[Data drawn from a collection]
━━━━━━━━━━━━━━━━
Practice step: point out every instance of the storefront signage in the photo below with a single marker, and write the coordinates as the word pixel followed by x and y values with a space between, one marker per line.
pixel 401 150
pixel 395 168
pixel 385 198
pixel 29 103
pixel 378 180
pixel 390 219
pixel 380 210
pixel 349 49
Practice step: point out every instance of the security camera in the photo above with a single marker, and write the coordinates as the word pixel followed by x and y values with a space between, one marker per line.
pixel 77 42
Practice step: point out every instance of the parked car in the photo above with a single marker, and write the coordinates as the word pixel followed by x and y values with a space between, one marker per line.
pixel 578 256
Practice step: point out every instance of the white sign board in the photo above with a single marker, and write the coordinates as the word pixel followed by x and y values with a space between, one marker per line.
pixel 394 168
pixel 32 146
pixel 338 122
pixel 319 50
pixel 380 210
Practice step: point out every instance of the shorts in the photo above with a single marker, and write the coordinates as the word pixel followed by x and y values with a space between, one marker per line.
━━━━━━━━━━━━━━━━
**What you will do:**
Can you copy every one of the rows above word for word, keeping each line as it appears?

**Finished task:**
Practice step: point out every instance of the storefront signage in the photo below with a single marker, and write the coordinates as the word pixel followed by x and y values with a space between, one marker per line.
pixel 401 150
pixel 395 168
pixel 385 198
pixel 29 103
pixel 378 180
pixel 390 219
pixel 380 210
pixel 349 49
Practice step: point out every instance of the security camera in the photo above with a single marker, and write the coordinates as the word pixel followed by x and y values with a space between, one marker per line.
pixel 77 42
Practice step: point out every instance of the parked car in the photo above with a single marker, and write the coordinates as the word pixel followed by x and y values with a space between, one marker per line.
pixel 578 256
Practice step: point out every instance of the white sign board in the photo above with a single marker, and write the coordinates as the word pixel followed by x and y values with a space between, one marker per line.
pixel 394 168
pixel 32 146
pixel 338 122
pixel 319 50
pixel 380 210
Practice step: point out every instance of the shorts in the photo above with a single marker, and write the coordinates as the word pixel followed by x and y values with a space between, one marker per line.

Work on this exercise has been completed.